**EXERCISE SET**
**1.** Answer these from the self-hosting discussion:
(a) What service can a person stream from at home with a library card?
(b) In the hybrid option, where would the photos be stored, and where would the second copies go?
(c) Which P2P networks are named as successful ones?
**2.** Duplicate everything in the self-hosting discussion from "Either you own" down to "efficiency / comfort.".

**EXTRACT**
--- START ---

That said, the discussion seems stuck in a false binary between the control of self-hosting and the convenience of corporate services, but I think what the market wants is a third way that provides both control and convenience.
And to be honest, public libraries already do this, y'all. GO GET A LIBRARY CARD. You can stream from Kanopy at home.
Exactly! Here in Spain there is a network of web libraries that are proxies of your corresponding local library that allow lending as long as you have a library card. You even have magazines and newspapers, I know because I developed such network!
How come that a public library, one of the earliest examples of centralized information infrastructure, is not an example of outsourcing and relinquishing control? Instead of your own (small) books collection you get to use some external (huge) book collection. But now you only can borrow a physical book, or some recorded media. You have to return it, and making a copy for personal use only is still a bit problematic.
Either you own and control something, or you do not, there's no third option. A best, you can outsource your stuff piecewise: run your own software on a cloud VM, or bring your own furniture into a rented apartment, or give a valet the keys to the car you own for parking, etc. But there's always some relinquishing of control in exchange to some other aspect of efficiency / comfort.
It's also easy to mistake what most people want for what everyone wants, and miss an important market.
> That said, the discussion seems stuck in a false binary between the control of self-hosting and the convenience of corporate services, but I think what the market wants is a third way that provides both control and convenience.
If I were to run my own version of Google Photos and the like, I'd probably go with the hybrid option:
Run all the software I'd run if I was self-hosting, but in the cloud, possibly with a backup in a second cloud. ie, put my photos in Backblaze B2, with second copies in S3 or something.
Personally, half the reason I use Google Photos is so that if my house burns down, I don't lose my pictures. A self-hosted server running under my desk doesn't carry that guarantee. Backups are off-site for a reason.
Though maybe self-hosted at home with a single cloud backup would be good enough.
I don't feel like most people even know self-hosting is an option.
I wasn't aware of how most ingredients were made and what effect they had to my body. Once I learnt I started being way more careful with how I source food.
Same goes with technology: people don't understand that what they upload can be used against them or arbitrarily taken away from them, what they buy can be removed, that companies spy and abuse them. Once they do, many look into self-hosting or at least other alternatives from big tech. I've met many who want to self-host, but they lack the technical literacy to do so.
Moxie is wrong, he likes to project his own ideas as wisdom and always factually correct. P2P networks have flourished. Bittorrent, bitcoin, Tor just to name a few successful ones
Am I crazy or did my 2006 iMac come with a home media server for serving movies / tv shows / music photos from your filesystem. I think it even came with a slick looking remote!

--- END ---

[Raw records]
--- START ---

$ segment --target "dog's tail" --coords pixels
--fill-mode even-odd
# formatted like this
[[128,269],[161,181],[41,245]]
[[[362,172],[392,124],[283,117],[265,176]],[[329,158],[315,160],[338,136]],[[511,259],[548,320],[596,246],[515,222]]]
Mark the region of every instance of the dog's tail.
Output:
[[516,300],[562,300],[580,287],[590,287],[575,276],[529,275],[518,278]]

--- END ---

**EXPECTED RESPONSES**
**1.**
(a) Kanopy.
(b) In Backblaze B2, with second copies in S3 or something.
(c) Bittorrent, bitcoin and Tor.

**2.**
Either you own and control something, or you do not, there's no third option. A best, you can outsource your stuff piecewise: run your own software on a cloud VM, or bring your own furniture into a rented apartment, or give a valet the keys to the car you own for parking, etc. But there's always some relinquishing of control in exchange to some other aspect of efficiency / comfort.